--- begin Entries shown ---

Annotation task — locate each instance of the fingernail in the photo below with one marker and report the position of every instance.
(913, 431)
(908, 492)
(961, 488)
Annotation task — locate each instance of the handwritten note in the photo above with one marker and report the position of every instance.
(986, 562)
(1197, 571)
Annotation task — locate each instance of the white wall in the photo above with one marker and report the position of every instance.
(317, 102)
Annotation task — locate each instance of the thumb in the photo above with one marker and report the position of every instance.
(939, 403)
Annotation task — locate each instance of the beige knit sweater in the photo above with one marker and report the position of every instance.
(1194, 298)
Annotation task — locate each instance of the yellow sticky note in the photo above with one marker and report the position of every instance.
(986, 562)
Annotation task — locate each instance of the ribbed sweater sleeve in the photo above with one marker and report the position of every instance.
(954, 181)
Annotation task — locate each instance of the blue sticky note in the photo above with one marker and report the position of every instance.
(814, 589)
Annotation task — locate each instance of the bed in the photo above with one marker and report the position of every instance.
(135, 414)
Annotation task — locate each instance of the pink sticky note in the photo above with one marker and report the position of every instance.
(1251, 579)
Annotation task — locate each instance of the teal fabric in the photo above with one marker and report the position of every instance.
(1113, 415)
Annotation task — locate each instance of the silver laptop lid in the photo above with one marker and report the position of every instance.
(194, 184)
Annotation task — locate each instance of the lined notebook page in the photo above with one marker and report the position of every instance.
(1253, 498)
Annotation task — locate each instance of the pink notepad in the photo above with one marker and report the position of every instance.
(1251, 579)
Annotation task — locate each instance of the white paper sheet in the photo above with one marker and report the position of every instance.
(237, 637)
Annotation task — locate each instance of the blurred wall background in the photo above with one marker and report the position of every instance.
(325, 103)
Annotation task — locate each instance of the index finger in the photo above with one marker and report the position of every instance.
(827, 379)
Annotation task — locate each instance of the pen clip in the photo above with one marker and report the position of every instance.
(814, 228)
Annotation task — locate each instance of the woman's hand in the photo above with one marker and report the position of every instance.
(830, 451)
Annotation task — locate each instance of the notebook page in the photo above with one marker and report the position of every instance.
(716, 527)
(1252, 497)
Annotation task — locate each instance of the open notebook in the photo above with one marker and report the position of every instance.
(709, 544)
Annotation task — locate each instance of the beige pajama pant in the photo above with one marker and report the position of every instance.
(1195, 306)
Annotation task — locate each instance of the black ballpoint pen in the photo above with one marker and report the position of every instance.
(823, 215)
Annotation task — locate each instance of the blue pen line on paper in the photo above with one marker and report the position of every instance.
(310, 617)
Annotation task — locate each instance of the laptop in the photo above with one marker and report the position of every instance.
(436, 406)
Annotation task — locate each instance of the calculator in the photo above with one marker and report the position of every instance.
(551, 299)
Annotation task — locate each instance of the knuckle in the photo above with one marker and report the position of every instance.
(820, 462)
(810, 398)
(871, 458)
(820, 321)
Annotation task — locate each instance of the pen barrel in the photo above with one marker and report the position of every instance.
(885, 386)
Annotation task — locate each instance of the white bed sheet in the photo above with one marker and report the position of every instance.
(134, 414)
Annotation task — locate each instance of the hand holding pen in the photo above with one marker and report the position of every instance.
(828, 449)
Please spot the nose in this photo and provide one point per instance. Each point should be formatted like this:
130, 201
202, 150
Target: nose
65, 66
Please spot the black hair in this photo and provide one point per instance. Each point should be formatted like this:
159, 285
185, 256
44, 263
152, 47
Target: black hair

--- end Entries shown ---

__To do__
Output every line from the start of the entries through the line containing "(1197, 571)", both ends included, as a JSON list of strings with one string per line and no blank lines.

__Solution for this exercise__
[
  "Annotation task — locate each instance of the fingernail in the photo below with one marker and report the position of every instance.",
  "(913, 431)",
  "(908, 492)",
  "(961, 488)",
  "Annotation task — locate each instance of the handwritten note in the photo above with one marker and report the position of every instance.",
  "(986, 562)",
  "(1197, 571)"
]